*ASSIGNED TASK*. Every line containing the string "panel" is to be copied from the records.

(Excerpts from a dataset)
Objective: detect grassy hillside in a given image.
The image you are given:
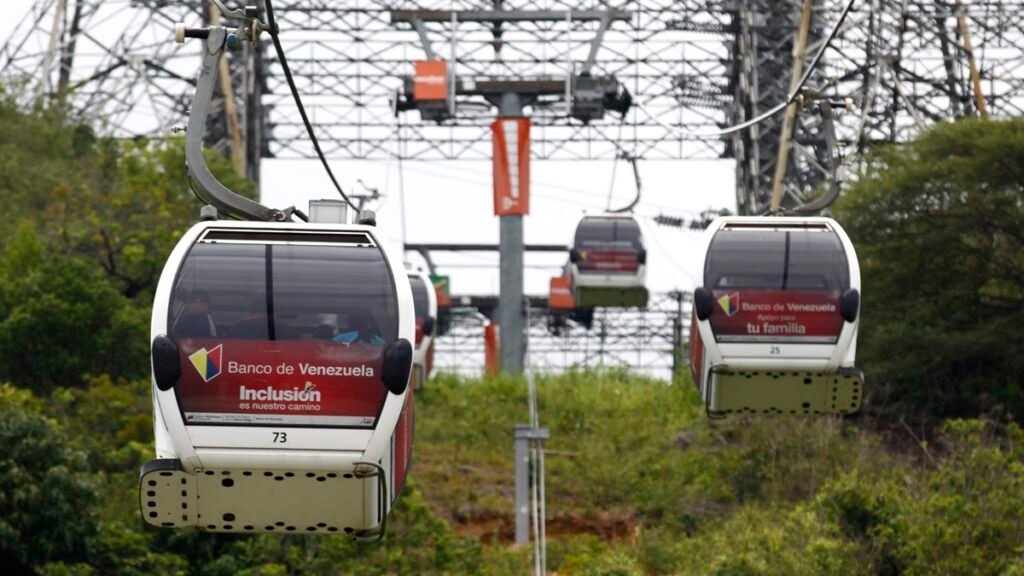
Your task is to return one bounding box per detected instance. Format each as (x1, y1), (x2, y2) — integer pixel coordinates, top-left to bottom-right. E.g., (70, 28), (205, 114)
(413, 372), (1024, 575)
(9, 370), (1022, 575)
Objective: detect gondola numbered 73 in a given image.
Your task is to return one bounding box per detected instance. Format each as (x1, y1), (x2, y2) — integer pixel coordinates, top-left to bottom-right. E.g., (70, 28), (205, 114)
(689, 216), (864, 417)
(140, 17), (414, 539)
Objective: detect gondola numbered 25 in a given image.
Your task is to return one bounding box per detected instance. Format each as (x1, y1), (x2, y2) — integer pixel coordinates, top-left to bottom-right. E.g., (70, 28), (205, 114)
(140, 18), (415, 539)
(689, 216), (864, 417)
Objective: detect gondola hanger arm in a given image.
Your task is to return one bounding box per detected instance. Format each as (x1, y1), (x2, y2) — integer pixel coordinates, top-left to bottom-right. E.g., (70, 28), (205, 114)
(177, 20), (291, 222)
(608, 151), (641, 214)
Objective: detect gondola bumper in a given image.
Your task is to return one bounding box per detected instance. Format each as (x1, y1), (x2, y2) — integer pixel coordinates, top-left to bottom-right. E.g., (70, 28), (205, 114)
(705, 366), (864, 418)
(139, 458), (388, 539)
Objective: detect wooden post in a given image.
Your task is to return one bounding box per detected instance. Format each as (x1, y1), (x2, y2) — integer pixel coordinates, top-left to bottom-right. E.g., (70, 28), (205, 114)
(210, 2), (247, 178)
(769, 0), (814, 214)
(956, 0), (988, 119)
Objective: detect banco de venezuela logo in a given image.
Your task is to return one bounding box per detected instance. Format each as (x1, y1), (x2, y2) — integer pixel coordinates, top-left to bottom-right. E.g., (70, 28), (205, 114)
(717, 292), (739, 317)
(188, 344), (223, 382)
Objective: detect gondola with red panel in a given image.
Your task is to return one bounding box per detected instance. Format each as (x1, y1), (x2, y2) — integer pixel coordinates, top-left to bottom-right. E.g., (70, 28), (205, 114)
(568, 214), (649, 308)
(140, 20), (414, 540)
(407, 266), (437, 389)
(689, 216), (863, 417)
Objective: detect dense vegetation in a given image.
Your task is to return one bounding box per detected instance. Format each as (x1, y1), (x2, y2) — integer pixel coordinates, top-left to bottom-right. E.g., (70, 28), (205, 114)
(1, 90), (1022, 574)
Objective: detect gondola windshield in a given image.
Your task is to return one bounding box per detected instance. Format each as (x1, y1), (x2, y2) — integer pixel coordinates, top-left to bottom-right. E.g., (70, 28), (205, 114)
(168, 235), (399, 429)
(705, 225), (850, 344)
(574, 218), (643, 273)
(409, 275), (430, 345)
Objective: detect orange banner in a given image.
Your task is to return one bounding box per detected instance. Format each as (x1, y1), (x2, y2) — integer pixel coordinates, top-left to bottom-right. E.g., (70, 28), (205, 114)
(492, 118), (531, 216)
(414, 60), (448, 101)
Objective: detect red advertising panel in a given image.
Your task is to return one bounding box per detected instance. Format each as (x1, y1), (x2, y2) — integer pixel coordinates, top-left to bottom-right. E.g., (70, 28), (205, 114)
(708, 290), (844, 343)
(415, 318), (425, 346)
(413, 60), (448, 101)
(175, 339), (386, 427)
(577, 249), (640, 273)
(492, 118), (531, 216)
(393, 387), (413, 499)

*RESPONSE*.
Objective: detect gondola with red panel in a given image.
Objective: detect red advertising panel in a given image.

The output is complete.